_READING PASSAGE_
___

BRIEF DESCRIPTION OF THE DRAWINGS
The above and other objects, features, and advantages of the
present invention will become more apparent when taken in
conjunction with the following description and drawings wherein
identical reference numerals have been used, where possible, to
designate identical features that are common to the figures, and
wherein:
While the specification concludes with claims particularly pointing
out and distinctly claiming the subject matter of the present
invention, it is believed that the invention will be better
understood from the following description when taken in conjunction
with the accompanying drawings, wherein:
FIG. 1 schematically shows an inkjet printer system;
FIG. 2 is a perspective of a printhead;
FIG. 3 is a perspective of a portion of printer without a duplexing
unit attached;
FIG. 4 is a perspective of the printer of FIG. 3 but rotated to
show additional features;
FIG. 5 schematically shows a sheet of recording medium being
advanced from a media input holder to a print region;
FIG. 6 schematically shows the sheet of recording medium of FIG. 5
being moved from the print region into a duplexing unit;
FIG. 7 schematically shows the sheet of recording medium of FIG. 6
being moved through the duplexing unit;
FIG. 8 is a side perspective of a portion of an inkjet printer with
a duplexing unit attached;
FIG. 9 is a perspective of an outer member of a duplexing unit next
to a set of duplexing wheels;
FIG. 10 is an exploded view of a low friction film for lining the
inner surface of the outer member of the duplexing unit, according
to an embodiment of the invention;
FIG. 11 is a perspective of a stationary structural element of an
inner member of the duplexing unit according to another embodiment
of the invention;
FIG. 12 is a perspective of freely rotating wheels that are to be
mounted in the stationary structural element of FIG. 11;
FIGS. 13 and 14 are perspectives of the freely rotating wheels of
FIG. 12 mounted in the stationary structural element of FIG. 11;
and
FIG. 15 is a perspective of the stationary structural element and
wheels of FIG. 14 housed in the outer member of FIG. 10.
DETAILED DESCRIPTION OF THE INVENTION
Referring to FIG. 1, a schematic representation of an inkjet
printer system 10 is shown, for its usefulness with the present
invention and is fully described in U.S. Pat. No. 7,350,902, and is
incorporated by reference herein in its entirety. The inkjet
printer system 10 includes an image data source 12, which provides
data signals that are interpreted by a controller 14 as being
commands to eject drops. Controller 14 includes an image processing
unit 15 for rendering images for printing, and outputs signals to
an electrical pulse source 16 of electrical energy pulses that are
inputted to an inkjet printhead 100, which includes at least one
inkjet printhead die 110.

___

_SOURCE MATERIAL_

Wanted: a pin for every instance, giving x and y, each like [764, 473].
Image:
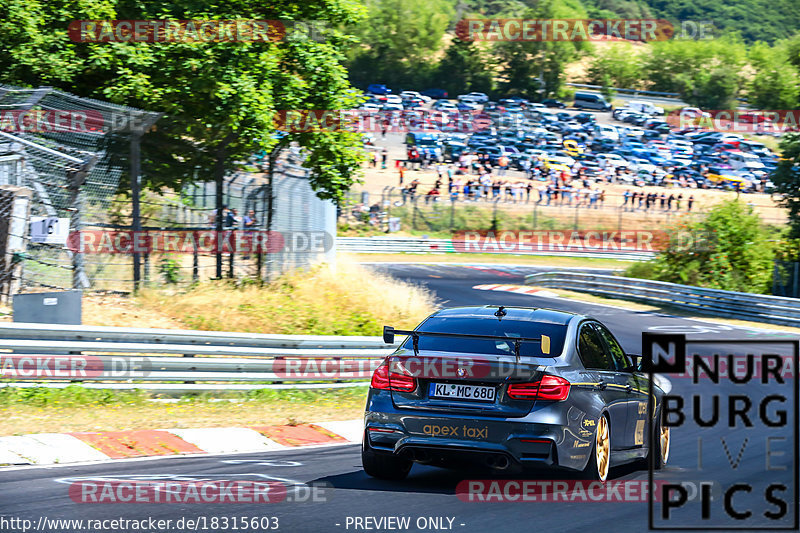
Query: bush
[729, 249]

___

_TASK 1_
Repeat the part of the patent description starting with "DETAILED DESCRIPTION OF" and going on through "printhead die 110.".
_TASK 2_
In the patent description, which figures are said to "schematically show" something? List their numbers.
_TASK 3_
Resume the patent description of the inkjet printer after its final sentence.

_EXERCISE ANSWER 1_
DETAILED DESCRIPTION OF THE INVENTION
Referring to FIG. 1, a schematic representation of an inkjet
printer system 10 is shown, for its usefulness with the present
invention and is fully described in U.S. Pat. No. 7,350,902, and is
incorporated by reference herein in its entirety. The inkjet
printer system 10 includes an image data source 12, which provides
data signals that are interpreted by a controller 14 as being
commands to eject drops. Controller 14 includes an image processing
unit 15 for rendering images for printing, and outputs signals to
an electrical pulse source 16 of electrical energy pulses that are
inputted to an inkjet printhead 100, which includes at least one
inkjet printhead die 110.

_EXERCISE ANSWER 2_
FIG. 1, FIG. 5, FIG. 6, FIG. 7

_EXERCISE ANSWER 3_
In the example shown in FIG. 1, there are two nozzle arrays 120 and
130 that are each disposed along a nozzle array direction 254 (see
FIG. 2). Nozzles 121 in the first nozzle array 120 have a larger
opening area than nozzles 131 in the second nozzle array 130. In
this example, each of the two nozzle arrays 120 and 130 has two
staggered rows of nozzles 121 and 131, each row having a nozzle
density of 600 per inch. The effective nozzle density then in each
nozzle array 120 and 130 is 1200 per inch (i.e. d= 1/1200 inch in
FIG. 1). If pixels on a recording medium 20 were sequentially
numbered along the paper advance direction, the nozzles 121 and 131
from one row of an array 120 and 130 would print the odd numbered
pixels, while the nozzles 121 and 131 from the other row of the
array 120 and 130 would print the even numbered pixels.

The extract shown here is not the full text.